## begin Supplied information

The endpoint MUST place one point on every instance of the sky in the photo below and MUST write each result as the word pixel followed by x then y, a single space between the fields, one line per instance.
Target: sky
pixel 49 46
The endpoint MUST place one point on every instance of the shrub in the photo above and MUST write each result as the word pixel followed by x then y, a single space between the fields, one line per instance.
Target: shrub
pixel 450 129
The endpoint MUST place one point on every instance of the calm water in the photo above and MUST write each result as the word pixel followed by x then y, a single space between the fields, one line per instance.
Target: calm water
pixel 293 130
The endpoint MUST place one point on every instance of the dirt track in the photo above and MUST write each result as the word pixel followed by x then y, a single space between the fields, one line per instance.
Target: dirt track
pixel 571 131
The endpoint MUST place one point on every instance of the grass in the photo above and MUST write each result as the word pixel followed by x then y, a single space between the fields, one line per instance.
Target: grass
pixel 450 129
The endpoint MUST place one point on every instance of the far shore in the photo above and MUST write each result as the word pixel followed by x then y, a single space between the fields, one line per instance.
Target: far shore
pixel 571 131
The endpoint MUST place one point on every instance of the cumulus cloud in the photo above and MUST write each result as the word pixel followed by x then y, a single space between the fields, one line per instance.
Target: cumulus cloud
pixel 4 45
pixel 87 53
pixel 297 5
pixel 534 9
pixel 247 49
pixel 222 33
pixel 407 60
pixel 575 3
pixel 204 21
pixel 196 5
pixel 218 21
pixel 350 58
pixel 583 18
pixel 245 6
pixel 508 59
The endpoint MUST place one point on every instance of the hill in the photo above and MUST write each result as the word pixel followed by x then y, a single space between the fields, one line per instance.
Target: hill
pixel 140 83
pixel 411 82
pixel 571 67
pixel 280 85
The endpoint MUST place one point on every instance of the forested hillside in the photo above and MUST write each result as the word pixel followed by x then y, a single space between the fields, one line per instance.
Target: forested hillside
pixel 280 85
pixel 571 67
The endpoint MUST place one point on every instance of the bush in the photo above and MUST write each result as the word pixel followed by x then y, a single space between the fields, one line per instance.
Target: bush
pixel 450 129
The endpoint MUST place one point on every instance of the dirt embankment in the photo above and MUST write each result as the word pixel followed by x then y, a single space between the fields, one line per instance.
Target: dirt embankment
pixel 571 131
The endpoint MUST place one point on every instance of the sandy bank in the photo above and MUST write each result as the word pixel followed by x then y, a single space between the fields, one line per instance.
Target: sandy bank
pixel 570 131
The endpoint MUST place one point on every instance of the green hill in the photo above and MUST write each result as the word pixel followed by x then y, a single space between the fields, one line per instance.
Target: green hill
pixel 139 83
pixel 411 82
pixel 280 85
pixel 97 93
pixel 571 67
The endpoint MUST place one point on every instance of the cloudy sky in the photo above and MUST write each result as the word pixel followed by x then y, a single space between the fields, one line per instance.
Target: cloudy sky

## end Supplied information

• Aim:
Please render the listing above as a Markdown table with two columns, Row for the row number and Text for the line, and leave out any blank lines.

• Final result:
| Row | Text |
|---|---|
| 1 | The endpoint MUST place one point on every instance of the sky in the photo below and MUST write each result as the word pixel followed by x then y, a single space between the fields, one line per instance. |
| 2 | Target: sky |
| 3 | pixel 49 46 |
| 4 | The endpoint MUST place one point on every instance of the shrub in the photo above and MUST write each result as the word pixel followed by x then y, a single space between the fields, one line per instance. |
| 5 | Target: shrub |
| 6 | pixel 450 129 |
| 7 | The endpoint MUST place one point on every instance of the calm water in the photo above and MUST write each result as the word pixel followed by x then y, a single space between the fields, one line per instance. |
| 8 | Target: calm water |
| 9 | pixel 293 130 |
| 10 | The endpoint MUST place one point on every instance of the dirt track in the photo above and MUST write each result as the word pixel followed by x then y, a single space between the fields, one line per instance. |
| 11 | Target: dirt track |
| 12 | pixel 571 131 |
| 13 | The endpoint MUST place one point on every instance of the grass in the photo above and MUST write each result as the word pixel followed by x then y, a single space between the fields, one line per instance. |
| 14 | Target: grass |
| 15 | pixel 450 129 |
| 16 | The endpoint MUST place one point on every instance of the far shore in the photo above and MUST write each result as the word pixel followed by x then y, a single space between the fields, one line per instance. |
| 17 | Target: far shore |
| 18 | pixel 571 131 |
| 19 | The endpoint MUST place one point on every instance of the cumulus cloud in the photo above and MUST write each result as the word pixel followed by x then y, a single space between the fields, one line per instance. |
| 20 | Target: cumulus cloud |
| 21 | pixel 4 45 |
| 22 | pixel 87 53 |
| 23 | pixel 297 5 |
| 24 | pixel 534 9 |
| 25 | pixel 247 49 |
| 26 | pixel 222 33 |
| 27 | pixel 407 60 |
| 28 | pixel 575 3 |
| 29 | pixel 204 21 |
| 30 | pixel 196 5 |
| 31 | pixel 218 21 |
| 32 | pixel 350 58 |
| 33 | pixel 583 18 |
| 34 | pixel 245 6 |
| 35 | pixel 508 59 |
| 36 | The endpoint MUST place one point on every instance of the hill in the photo above and MUST write each result as the word pixel followed by x then y, a single space between the fields, one line per instance. |
| 37 | Target: hill |
| 38 | pixel 140 83 |
| 39 | pixel 411 82 |
| 40 | pixel 571 67 |
| 41 | pixel 280 85 |
| 42 | The endpoint MUST place one point on every instance of the forested hillside in the photo above and MUST write each result as the word pixel followed by x then y, a single space between the fields, one line per instance. |
| 43 | Target: forested hillside |
| 44 | pixel 280 85 |
| 45 | pixel 571 67 |
| 46 | The endpoint MUST place one point on every instance of the bush in the photo above and MUST write each result as the word pixel followed by x then y, a single space between the fields, one line per instance. |
| 47 | Target: bush |
| 48 | pixel 450 129 |
| 49 | The endpoint MUST place one point on every instance of the dirt embankment in the photo above and MUST write each result as the word pixel followed by x then y, a single space between the fields, one line per instance. |
| 50 | Target: dirt embankment |
| 51 | pixel 571 131 |
| 52 | The endpoint MUST place one point on every instance of the sandy bank in the photo above and MUST write each result as the word pixel followed by x then y, a single space between the fields, one line per instance. |
| 53 | Target: sandy bank |
| 54 | pixel 570 131 |
| 55 | The endpoint MUST place one point on every instance of the green hill in the photo above and MUST write each result as the word pixel followed by x then y, a single space between the fields, one line per instance. |
| 56 | Target: green hill |
| 57 | pixel 139 83 |
| 58 | pixel 411 82 |
| 59 | pixel 280 85 |
| 60 | pixel 97 93 |
| 61 | pixel 571 67 |
| 62 | The endpoint MUST place one point on every instance of the cloudy sky in the photo above and MUST write each result as the word pixel followed by x then y, a single space between the fields, one line per instance. |
| 63 | Target: cloudy sky |